Rewrite the material from the line with "[segment] wooden chair" up to and including the line with "39], [247, 38]]" as a numbered list, leaving out any blank lines.
# START OF EXTRACTED MATERIAL
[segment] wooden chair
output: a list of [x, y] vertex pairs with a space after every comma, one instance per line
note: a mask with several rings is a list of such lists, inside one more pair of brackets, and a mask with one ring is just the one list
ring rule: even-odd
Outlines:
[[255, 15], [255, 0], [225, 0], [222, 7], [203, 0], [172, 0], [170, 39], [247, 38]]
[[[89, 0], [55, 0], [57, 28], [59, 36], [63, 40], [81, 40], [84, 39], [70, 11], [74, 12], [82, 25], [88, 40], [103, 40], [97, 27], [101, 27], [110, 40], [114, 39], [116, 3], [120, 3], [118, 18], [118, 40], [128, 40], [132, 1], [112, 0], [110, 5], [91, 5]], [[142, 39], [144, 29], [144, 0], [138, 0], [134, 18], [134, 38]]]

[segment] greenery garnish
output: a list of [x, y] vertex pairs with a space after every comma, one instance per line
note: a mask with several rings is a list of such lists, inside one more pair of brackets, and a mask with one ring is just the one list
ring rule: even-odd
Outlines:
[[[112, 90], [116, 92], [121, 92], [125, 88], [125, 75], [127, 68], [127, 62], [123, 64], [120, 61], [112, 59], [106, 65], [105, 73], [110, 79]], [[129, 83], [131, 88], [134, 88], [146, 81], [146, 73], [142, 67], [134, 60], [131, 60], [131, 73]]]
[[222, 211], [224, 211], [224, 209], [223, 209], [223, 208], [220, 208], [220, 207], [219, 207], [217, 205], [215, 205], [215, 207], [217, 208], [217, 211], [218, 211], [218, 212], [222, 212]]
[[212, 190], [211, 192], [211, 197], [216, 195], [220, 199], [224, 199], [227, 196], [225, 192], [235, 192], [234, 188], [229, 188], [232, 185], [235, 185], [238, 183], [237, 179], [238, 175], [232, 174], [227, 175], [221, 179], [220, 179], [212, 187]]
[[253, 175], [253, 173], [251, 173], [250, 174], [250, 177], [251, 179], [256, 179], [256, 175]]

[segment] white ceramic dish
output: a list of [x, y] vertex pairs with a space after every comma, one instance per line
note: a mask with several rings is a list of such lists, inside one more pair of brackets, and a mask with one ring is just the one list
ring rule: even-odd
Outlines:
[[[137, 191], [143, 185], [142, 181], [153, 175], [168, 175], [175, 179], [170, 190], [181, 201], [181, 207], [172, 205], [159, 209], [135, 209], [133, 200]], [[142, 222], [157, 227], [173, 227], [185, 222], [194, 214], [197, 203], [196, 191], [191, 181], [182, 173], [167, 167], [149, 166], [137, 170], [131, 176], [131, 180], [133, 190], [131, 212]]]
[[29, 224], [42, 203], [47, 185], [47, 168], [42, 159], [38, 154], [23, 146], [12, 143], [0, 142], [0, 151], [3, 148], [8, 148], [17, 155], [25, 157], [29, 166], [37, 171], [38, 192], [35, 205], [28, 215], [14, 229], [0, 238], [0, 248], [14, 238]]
# END OF EXTRACTED MATERIAL
# START OF EXTRACTED MATERIAL
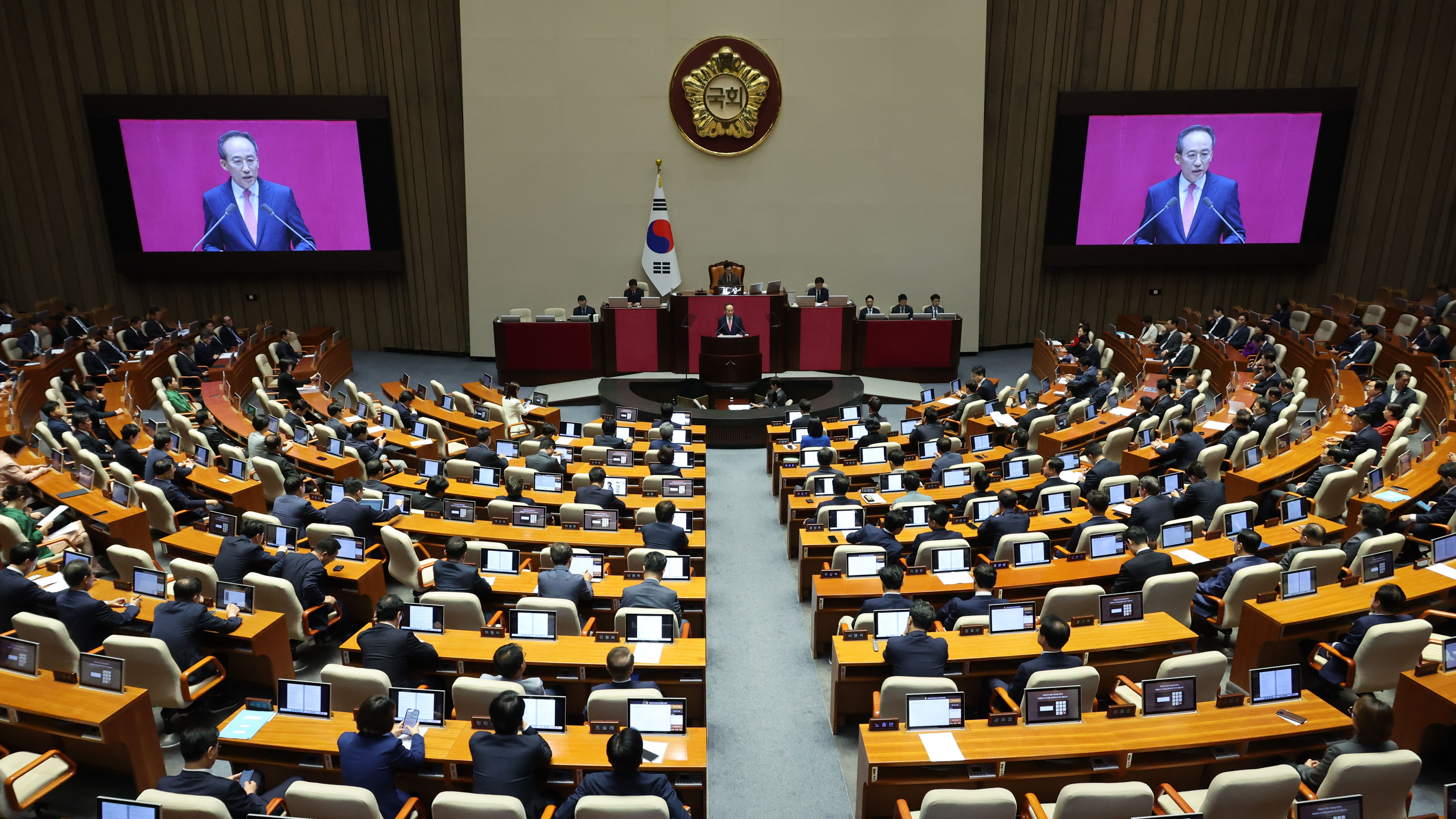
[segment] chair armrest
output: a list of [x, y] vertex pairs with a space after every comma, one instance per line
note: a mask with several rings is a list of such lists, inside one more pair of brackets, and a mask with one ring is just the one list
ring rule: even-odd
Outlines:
# END OF EXTRACTED MATERIAL
EXERCISE RESPONSE:
1. [segment] wooden chair
2. output: a list of [x, y] vertex pairs with a space after every comma, one instance per line
3. note: a mask with several rings is a list of such lists, inside one more pair of brackets, and a mask with one ring is just the one list
4. ring rule: even-odd
5. Outlines:
6. [[255, 15], [255, 0], [225, 0], [222, 7], [203, 0], [172, 0], [170, 39], [247, 38]]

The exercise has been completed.